• [DATA UNDER STUDY]:
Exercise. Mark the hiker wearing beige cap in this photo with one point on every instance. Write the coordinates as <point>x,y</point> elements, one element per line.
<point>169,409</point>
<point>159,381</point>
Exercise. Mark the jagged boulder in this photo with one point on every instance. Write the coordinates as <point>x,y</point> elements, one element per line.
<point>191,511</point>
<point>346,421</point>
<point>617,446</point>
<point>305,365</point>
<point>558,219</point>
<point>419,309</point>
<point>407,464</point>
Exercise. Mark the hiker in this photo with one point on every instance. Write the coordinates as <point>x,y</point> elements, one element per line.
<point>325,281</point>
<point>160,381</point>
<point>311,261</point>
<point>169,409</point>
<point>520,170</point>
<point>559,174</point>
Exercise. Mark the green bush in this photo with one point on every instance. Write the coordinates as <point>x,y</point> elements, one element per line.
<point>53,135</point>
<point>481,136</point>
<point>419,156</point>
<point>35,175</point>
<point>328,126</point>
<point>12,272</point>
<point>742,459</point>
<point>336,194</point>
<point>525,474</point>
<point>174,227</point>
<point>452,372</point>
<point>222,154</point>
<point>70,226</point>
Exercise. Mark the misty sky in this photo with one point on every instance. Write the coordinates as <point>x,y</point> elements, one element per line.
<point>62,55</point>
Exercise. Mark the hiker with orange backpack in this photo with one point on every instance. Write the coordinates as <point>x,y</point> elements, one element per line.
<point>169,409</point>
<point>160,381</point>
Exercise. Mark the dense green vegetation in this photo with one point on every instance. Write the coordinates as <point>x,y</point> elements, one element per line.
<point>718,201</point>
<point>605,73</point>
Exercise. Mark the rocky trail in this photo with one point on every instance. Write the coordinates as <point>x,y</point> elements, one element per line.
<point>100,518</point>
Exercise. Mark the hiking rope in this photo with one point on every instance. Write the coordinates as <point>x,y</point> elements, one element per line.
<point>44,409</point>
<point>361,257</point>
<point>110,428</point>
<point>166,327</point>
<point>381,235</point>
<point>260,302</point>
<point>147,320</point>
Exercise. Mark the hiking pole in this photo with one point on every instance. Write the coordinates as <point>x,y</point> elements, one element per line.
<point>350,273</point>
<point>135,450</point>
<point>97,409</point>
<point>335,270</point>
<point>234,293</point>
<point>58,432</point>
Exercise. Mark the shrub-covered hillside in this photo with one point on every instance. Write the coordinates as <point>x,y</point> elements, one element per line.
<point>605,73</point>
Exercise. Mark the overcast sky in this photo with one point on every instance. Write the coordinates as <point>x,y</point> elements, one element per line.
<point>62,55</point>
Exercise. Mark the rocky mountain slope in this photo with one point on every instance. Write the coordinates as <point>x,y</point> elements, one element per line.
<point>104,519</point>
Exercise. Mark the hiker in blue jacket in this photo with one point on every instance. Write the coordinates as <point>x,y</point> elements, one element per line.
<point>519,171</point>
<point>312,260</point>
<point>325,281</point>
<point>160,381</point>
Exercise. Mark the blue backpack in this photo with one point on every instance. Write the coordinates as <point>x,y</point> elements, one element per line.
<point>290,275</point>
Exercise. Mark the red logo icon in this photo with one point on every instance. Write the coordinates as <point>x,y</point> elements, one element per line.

• [WHAT YOU ARE ASKED TO DO]:
Give all of the entries again, exactly.

• [WRITTEN REPLY]:
Exercise. Mark the hiker wearing beige cap in this photo with one point on every instance. Write the coordinates as <point>x,y</point> elements, one element per line.
<point>169,409</point>
<point>159,381</point>
Exercise. Mark the jagged boulder in this photo with one point on every instance. Write the coordinates as <point>x,y</point> elements, one element per line.
<point>191,511</point>
<point>346,421</point>
<point>617,446</point>
<point>305,365</point>
<point>558,219</point>
<point>419,309</point>
<point>407,464</point>
Exercise. Mark the hiker in this photo with one point on every instance. Write the coordinates as <point>x,y</point> elements, one element per line.
<point>325,281</point>
<point>160,381</point>
<point>311,261</point>
<point>169,409</point>
<point>520,170</point>
<point>559,174</point>
Exercise. Mark the green bush in this photo with one point on every instance. Write the coordinates as <point>x,y</point> elements, one element per line.
<point>53,135</point>
<point>481,136</point>
<point>419,156</point>
<point>35,175</point>
<point>328,126</point>
<point>12,272</point>
<point>742,459</point>
<point>336,194</point>
<point>525,474</point>
<point>174,227</point>
<point>452,372</point>
<point>222,154</point>
<point>70,226</point>
Exercise. Mark the misty sky in this photo with one point on every instance. Write the coordinates as <point>x,y</point> elements, one element per line.
<point>62,55</point>
Exercise. Mark the hiker with orange backpack in this photo with one point on every instance. Write the coordinates as <point>x,y</point> elements, one element per line.
<point>169,409</point>
<point>160,381</point>
Exercise. Mark the dense green vegetation in this photo with one point on every instance. Write the coordinates as <point>x,y</point> elements, one element per line.
<point>718,201</point>
<point>605,73</point>
Exercise. Mark the rocky trail in this photo with one point on every instance. Write the coordinates as <point>x,y</point> elements, one element per line.
<point>100,518</point>
Exercise. Mark the hiking rope in this photo with one point on every instance. Write the coordinates as <point>x,y</point> elements, one element per line.
<point>44,409</point>
<point>361,257</point>
<point>110,428</point>
<point>166,327</point>
<point>381,235</point>
<point>260,302</point>
<point>147,320</point>
Exercise. Mark the hiking pole in this photo with one point on every instance. Write the coordinates as <point>x,y</point> elements, one element per line.
<point>350,273</point>
<point>135,450</point>
<point>97,409</point>
<point>335,270</point>
<point>234,293</point>
<point>58,432</point>
Exercise. Mark the shrub-covered hillside in this photo with one point on every instance. Write the coordinates as <point>x,y</point> elements, one element per line.
<point>605,73</point>
Exercise. Mark the overcast sky in this photo with one point on every instance. Write the coordinates as <point>x,y</point> elements, one element per line.
<point>62,55</point>
Exercise. Mark the rocky mountain slope in this photo with one point on every instance. Write the coordinates as <point>x,y</point> elements, one element per line.
<point>104,519</point>
Exercise. Mark the hiker in blue jacket in this photo with one point on every instance. Write the coordinates as <point>x,y</point> elements, one element per line.
<point>519,171</point>
<point>312,260</point>
<point>325,281</point>
<point>160,381</point>
Exercise. Mark the blue backpack in this photo with one point on every instance. Write the coordinates as <point>x,y</point> elements, one element per line.
<point>290,275</point>
Exercise. Mark the red logo icon in this photo with one point on every instance. Write the coordinates as <point>x,y</point> elements, one element per line.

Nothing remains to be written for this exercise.